Contour annotation records:
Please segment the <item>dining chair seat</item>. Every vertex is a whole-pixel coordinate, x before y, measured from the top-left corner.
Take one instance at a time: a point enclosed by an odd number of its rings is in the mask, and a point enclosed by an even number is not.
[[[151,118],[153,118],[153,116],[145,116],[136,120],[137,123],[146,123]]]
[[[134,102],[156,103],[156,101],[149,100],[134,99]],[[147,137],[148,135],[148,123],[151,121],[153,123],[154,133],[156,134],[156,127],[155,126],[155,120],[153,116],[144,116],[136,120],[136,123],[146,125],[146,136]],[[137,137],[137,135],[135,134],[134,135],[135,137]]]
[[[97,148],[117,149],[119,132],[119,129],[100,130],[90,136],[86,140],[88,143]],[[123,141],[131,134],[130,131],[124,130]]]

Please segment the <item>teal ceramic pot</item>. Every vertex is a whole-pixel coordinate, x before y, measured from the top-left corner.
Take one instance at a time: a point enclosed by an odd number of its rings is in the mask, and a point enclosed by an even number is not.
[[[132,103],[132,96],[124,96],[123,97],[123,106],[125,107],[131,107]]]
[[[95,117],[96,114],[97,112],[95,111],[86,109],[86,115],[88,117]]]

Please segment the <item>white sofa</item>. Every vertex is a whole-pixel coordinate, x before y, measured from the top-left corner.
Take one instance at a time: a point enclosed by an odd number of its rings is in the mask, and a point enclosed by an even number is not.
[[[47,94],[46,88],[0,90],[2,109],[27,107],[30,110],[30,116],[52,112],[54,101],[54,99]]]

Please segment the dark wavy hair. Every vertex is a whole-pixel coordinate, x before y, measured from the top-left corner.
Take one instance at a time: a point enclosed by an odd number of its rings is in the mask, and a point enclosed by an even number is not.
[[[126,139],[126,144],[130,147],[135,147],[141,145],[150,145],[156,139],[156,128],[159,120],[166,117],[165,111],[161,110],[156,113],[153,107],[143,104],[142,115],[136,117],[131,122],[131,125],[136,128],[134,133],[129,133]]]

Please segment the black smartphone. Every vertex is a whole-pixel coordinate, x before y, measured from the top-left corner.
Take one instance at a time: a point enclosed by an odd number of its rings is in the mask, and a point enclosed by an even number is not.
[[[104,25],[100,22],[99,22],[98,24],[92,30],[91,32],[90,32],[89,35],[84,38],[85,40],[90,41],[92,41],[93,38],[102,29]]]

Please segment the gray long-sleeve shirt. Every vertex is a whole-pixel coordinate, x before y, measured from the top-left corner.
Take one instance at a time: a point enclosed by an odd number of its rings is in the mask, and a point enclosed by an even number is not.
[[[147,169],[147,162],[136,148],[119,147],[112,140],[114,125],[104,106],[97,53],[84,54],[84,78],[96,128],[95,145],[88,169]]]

(What this task involves) Reproduce the data above verbatim, line for line.

(Full answer)
Please segment the <item>dining chair seat</item>. Every vertex is a whole-pixel coordinate, x before y, measured from the top-left corner.
Take one instance at a time: a point enclosed by an odd number of its rings is in the mask, and a point enclosed by an even number is not.
[[[151,118],[153,118],[153,116],[145,116],[136,120],[137,123],[146,123]]]
[[[134,102],[156,103],[156,101],[149,100],[134,99]],[[147,137],[148,135],[148,123],[151,121],[153,123],[154,133],[156,134],[156,127],[155,126],[155,120],[153,116],[144,116],[136,120],[136,123],[146,125],[146,136]],[[137,137],[137,135],[135,134],[134,135],[135,137]]]
[[[97,148],[117,149],[119,132],[119,129],[100,130],[90,136],[86,140],[88,143]],[[123,141],[131,134],[130,131],[124,130]]]

Please segment the <item>teal ceramic pot</item>. Every vertex is a whole-pixel coordinate, x before y, measured from the top-left corner.
Take one instance at a time: a point enclosed by an odd number of its rings is in the mask, and a point enclosed by an even number is not.
[[[132,103],[132,96],[124,96],[123,97],[123,106],[125,107],[131,107]]]
[[[95,117],[96,114],[97,112],[95,111],[86,109],[86,115],[88,117]]]

Please segment the <item>white sofa</item>. Every vertex is a whole-pixel coordinate, x before y, measured from the top-left corner.
Take one instance at a time: a point enclosed by an odd number of its rings is in the mask, and a point enclosed by an even number is not.
[[[47,94],[46,88],[0,90],[2,109],[27,107],[30,110],[30,116],[52,112],[54,101],[54,99]]]

Please segment the dark wavy hair. Every vertex is a whole-pixel coordinate, x before y, measured from the top-left corner.
Take one instance at a time: a point enclosed by an odd number of its rings is in the mask, and a point enclosed by an even number is not.
[[[126,139],[126,144],[130,147],[135,147],[141,145],[150,145],[156,139],[156,128],[159,120],[166,117],[165,111],[161,110],[156,113],[153,107],[143,104],[142,115],[136,117],[131,122],[131,125],[136,128],[134,133],[129,133]]]

Please segment the black smartphone. Every vertex is a whole-pixel coordinate, x before y, measured from the top-left corner.
Take one instance at a time: a point enclosed by an odd number of its rings is in the mask, and a point enclosed by an even number is not.
[[[104,25],[100,22],[99,22],[98,24],[92,30],[91,32],[90,32],[89,35],[84,38],[85,40],[90,41],[92,41],[93,38],[102,29]]]

Please segment the gray long-sleeve shirt. Every vertex is a whole-pixel coordinate, x before y, measured from the top-left corner.
Take one instance at a time: a point enclosed by an odd number of its rings is in the mask, and a point enclosed by an even number is not.
[[[147,169],[147,162],[136,148],[119,147],[112,140],[114,125],[104,106],[97,53],[84,54],[84,78],[96,128],[95,145],[88,169]]]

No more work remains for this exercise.